[Material provided]
········

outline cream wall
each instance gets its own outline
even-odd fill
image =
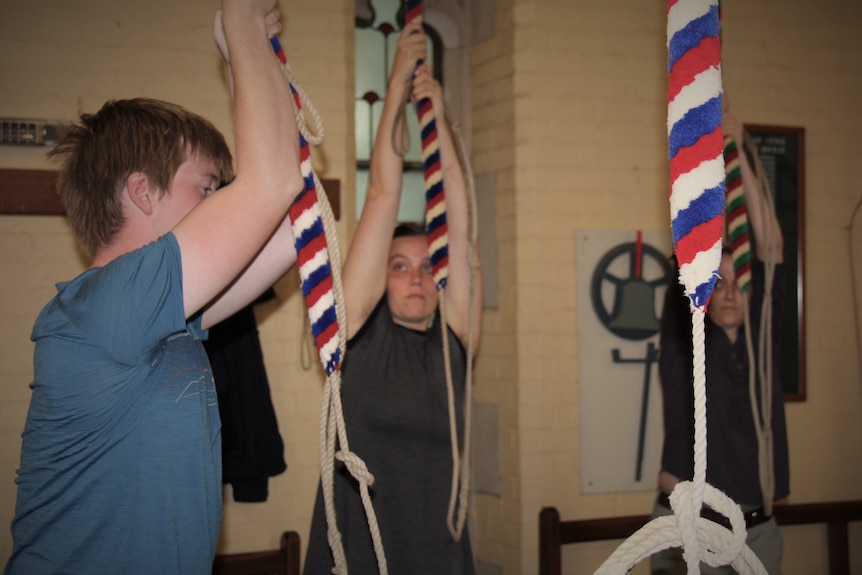
[[[441,2],[442,3],[442,2]],[[481,3],[479,3],[481,4]],[[231,121],[210,38],[217,0],[0,2],[0,116],[73,118],[106,99],[186,105],[225,133]],[[352,229],[353,2],[281,0],[294,71],[326,124],[322,177],[341,180],[340,235]],[[745,121],[806,129],[808,399],[788,406],[792,501],[862,498],[862,384],[845,227],[860,194],[862,41],[850,0],[723,3],[725,84]],[[474,12],[475,13],[475,12]],[[475,548],[504,573],[537,571],[537,517],[647,512],[652,492],[580,495],[575,233],[667,226],[665,3],[493,0],[493,32],[469,53],[473,169],[496,182],[498,308],[485,314],[476,397],[500,407],[500,498],[475,499]],[[0,167],[47,167],[40,150],[0,147]],[[33,319],[52,284],[82,269],[59,218],[0,217],[0,524],[11,521],[32,377]],[[862,250],[858,245],[857,253]],[[260,309],[260,331],[289,468],[265,504],[226,492],[222,550],[306,540],[317,482],[322,370],[304,371],[295,273]],[[822,571],[822,530],[787,533],[787,573]],[[854,526],[851,547],[862,548]],[[564,552],[587,573],[614,548]],[[0,561],[11,550],[0,530]],[[813,552],[813,555],[812,555]],[[813,558],[811,558],[813,557]],[[855,557],[854,557],[855,558]],[[859,562],[857,561],[857,566]],[[862,567],[858,567],[862,568]]]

········

Restate word for word the lines in the material above from the one with "each instance gets its own outline" to the one with "even-odd fill"; both of those lines count, and nothing else does.

[Written response]
each instance gets its own outline
even-odd fill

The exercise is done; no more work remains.